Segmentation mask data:
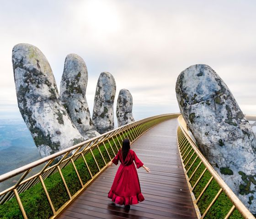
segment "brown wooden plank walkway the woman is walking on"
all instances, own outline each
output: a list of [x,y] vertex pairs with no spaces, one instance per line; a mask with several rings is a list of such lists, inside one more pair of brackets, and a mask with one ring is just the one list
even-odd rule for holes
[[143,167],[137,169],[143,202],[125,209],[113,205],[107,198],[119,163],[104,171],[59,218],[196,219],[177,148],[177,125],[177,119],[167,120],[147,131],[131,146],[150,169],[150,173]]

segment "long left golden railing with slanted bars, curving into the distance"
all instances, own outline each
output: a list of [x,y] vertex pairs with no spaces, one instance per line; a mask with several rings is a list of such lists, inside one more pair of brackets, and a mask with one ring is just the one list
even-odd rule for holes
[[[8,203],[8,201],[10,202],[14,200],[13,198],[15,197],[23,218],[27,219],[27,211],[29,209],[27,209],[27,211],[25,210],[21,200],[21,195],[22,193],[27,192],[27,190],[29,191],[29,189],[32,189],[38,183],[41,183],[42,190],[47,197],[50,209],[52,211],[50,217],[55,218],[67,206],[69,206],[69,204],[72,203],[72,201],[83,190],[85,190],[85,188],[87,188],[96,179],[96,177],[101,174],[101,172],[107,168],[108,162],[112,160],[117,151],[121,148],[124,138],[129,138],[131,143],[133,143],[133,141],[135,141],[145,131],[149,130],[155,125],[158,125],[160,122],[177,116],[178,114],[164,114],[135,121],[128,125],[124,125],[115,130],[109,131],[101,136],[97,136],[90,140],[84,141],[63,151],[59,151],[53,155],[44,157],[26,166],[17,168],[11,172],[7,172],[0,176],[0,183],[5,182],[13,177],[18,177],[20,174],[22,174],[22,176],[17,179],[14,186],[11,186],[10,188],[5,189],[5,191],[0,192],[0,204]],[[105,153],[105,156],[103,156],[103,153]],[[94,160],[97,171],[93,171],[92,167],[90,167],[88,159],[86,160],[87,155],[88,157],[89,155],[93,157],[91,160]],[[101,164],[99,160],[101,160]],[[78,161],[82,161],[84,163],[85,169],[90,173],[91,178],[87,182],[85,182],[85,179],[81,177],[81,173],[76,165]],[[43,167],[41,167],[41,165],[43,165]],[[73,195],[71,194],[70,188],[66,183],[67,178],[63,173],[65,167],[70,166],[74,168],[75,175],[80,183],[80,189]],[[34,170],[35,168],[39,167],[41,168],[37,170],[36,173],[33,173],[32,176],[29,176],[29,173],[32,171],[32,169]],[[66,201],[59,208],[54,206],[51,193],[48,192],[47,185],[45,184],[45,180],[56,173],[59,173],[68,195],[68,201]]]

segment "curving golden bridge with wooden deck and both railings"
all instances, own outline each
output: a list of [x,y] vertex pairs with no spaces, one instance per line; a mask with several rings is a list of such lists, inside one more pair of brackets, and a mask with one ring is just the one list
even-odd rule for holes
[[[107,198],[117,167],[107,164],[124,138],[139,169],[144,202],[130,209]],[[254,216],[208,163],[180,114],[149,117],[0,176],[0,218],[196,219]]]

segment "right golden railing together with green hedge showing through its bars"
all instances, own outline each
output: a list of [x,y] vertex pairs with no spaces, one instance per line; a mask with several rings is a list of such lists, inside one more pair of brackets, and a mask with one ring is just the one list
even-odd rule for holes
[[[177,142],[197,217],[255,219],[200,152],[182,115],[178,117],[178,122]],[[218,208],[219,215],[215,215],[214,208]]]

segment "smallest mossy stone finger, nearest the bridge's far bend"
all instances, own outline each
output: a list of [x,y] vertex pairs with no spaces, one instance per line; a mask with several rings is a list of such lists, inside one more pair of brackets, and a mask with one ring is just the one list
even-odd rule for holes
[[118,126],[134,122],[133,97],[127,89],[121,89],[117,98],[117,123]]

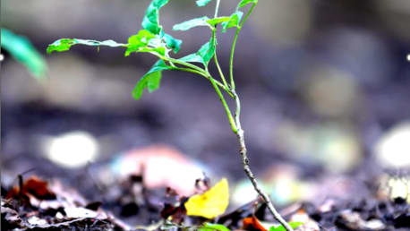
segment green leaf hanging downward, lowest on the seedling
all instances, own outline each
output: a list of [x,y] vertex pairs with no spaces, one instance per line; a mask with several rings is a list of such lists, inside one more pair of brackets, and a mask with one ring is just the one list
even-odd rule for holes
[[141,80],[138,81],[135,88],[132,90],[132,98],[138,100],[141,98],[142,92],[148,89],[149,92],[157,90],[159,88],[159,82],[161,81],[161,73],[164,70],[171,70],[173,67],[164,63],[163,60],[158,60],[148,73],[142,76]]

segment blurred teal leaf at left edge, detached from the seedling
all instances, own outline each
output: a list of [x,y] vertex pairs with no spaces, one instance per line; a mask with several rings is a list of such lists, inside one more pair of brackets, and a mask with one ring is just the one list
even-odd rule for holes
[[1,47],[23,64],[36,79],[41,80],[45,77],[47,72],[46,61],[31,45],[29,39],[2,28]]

**Task details:**
From the first record above to the last, output each one exactly and omit the pictures.

**Written answer:**
segment "brown wooden plank walkway the woman is walking on"
all instances, own outline each
output: a list of [x,y] vertex pairs with no spaces, one instance per line; a mask with several rings is a list of such lists, inside one more pair of brackets, and a mask with one ring is just the one list
even-odd rule for holes
[[143,167],[137,169],[143,202],[125,209],[113,205],[107,198],[119,163],[104,171],[59,218],[196,219],[177,148],[177,125],[177,119],[167,120],[147,131],[131,146],[150,169],[150,173]]

segment "long left golden railing with slanted bars, curving into the distance"
all instances, own outline each
output: a list of [x,y] vertex pairs with no spaces, one instance per line; a mask with several rings is a list of such lists, inside one more pair of brackets, and a mask with one ring is just the one list
even-odd rule for holes
[[[8,203],[8,201],[10,202],[14,200],[13,198],[15,197],[23,218],[27,219],[27,211],[29,209],[27,209],[27,211],[25,210],[21,200],[21,195],[22,193],[27,192],[27,190],[29,191],[29,189],[32,189],[38,183],[41,183],[42,190],[47,197],[50,209],[52,211],[50,217],[55,218],[67,206],[69,206],[69,204],[72,203],[72,201],[83,190],[85,190],[85,188],[87,188],[96,179],[96,177],[101,174],[101,172],[107,168],[108,162],[112,160],[117,151],[121,148],[124,138],[129,138],[131,143],[133,143],[133,141],[135,141],[145,131],[149,130],[155,125],[158,125],[160,122],[177,116],[178,114],[164,114],[135,121],[128,125],[124,125],[115,130],[109,131],[101,136],[97,136],[90,140],[84,141],[63,151],[59,151],[53,155],[44,157],[26,166],[17,168],[11,172],[7,172],[0,176],[0,183],[5,182],[13,177],[18,177],[20,174],[22,174],[22,176],[17,179],[14,186],[11,186],[10,188],[5,189],[5,191],[0,192],[0,204]],[[105,153],[105,156],[103,156],[103,153]],[[94,160],[97,171],[93,171],[92,167],[90,167],[88,159],[86,160],[87,155],[88,157],[89,155],[93,157],[91,160]],[[101,164],[99,160],[101,160]],[[78,161],[82,161],[84,163],[85,169],[90,173],[91,178],[87,182],[85,182],[85,179],[81,177],[81,173],[76,165]],[[43,167],[41,167],[41,165],[43,165]],[[73,195],[71,194],[70,188],[66,183],[67,178],[63,173],[65,167],[70,166],[74,168],[75,175],[80,183],[80,189]],[[34,170],[35,168],[39,167],[41,168],[37,170],[36,173],[33,173],[32,176],[29,176],[29,173],[32,171],[32,169]],[[66,201],[59,208],[54,206],[51,193],[48,192],[47,185],[45,184],[45,180],[56,173],[59,173],[68,195],[68,201]]]

segment "curving golden bridge with wooden deck and both railings"
all instances, own outline each
output: a list of [x,y] vertex pairs with no spaces, one instance per line; a mask with several rings is a list of such lists, inside one more pair of brackets, and a mask with one ring is just the one list
even-odd rule for holes
[[[107,198],[117,167],[107,164],[124,138],[139,169],[144,202],[130,209]],[[254,216],[208,163],[180,114],[149,117],[0,176],[0,218],[196,219]]]

segment "right golden railing together with green hedge showing through its bars"
all instances, own outline each
output: a list of [x,y] vertex pairs with no spaces, one instance per line; a mask with several rings is a list of such lists, inside one more pair of brackets, and a mask with one ring is just the one list
even-odd rule for holes
[[[177,142],[197,217],[255,219],[200,152],[182,115],[178,117],[178,122]],[[218,208],[219,215],[215,215],[214,208]]]

segment "smallest mossy stone finger, nearest the bridge's far bend"
all instances, own outline each
output: a list of [x,y] vertex pairs with no spaces, one instance per line; a mask with several rings is a list of such lists, inside one more pair of brackets, and a mask with one ring is just the one list
even-odd rule for holes
[[118,126],[134,122],[133,97],[127,89],[121,89],[117,98],[117,123]]

segment green leaf hanging downward, lowest on the seedling
all instances, own outline each
output: a list of [x,y] vertex pairs with no spaces, one instance per line; a mask with several rings is a list of such lists, inside one more pair of brackets, and a mask with one ring is just the one list
even-odd rule for holes
[[141,80],[138,81],[135,88],[132,90],[132,98],[138,100],[141,98],[142,92],[148,89],[149,92],[157,90],[159,88],[159,82],[161,81],[161,73],[164,70],[171,70],[173,67],[164,63],[163,60],[158,60],[148,73],[142,76]]

segment blurred teal leaf at left edge, detached from the seedling
all instances, own outline each
output: a list of [x,y] vertex pairs with no spaces, one instance per line; a mask with several rings is a list of such lists, inside one more pair of brackets, and a mask with one ring is just the one list
even-odd rule for holes
[[1,47],[23,64],[36,79],[41,80],[45,77],[47,72],[46,61],[31,45],[29,39],[2,28]]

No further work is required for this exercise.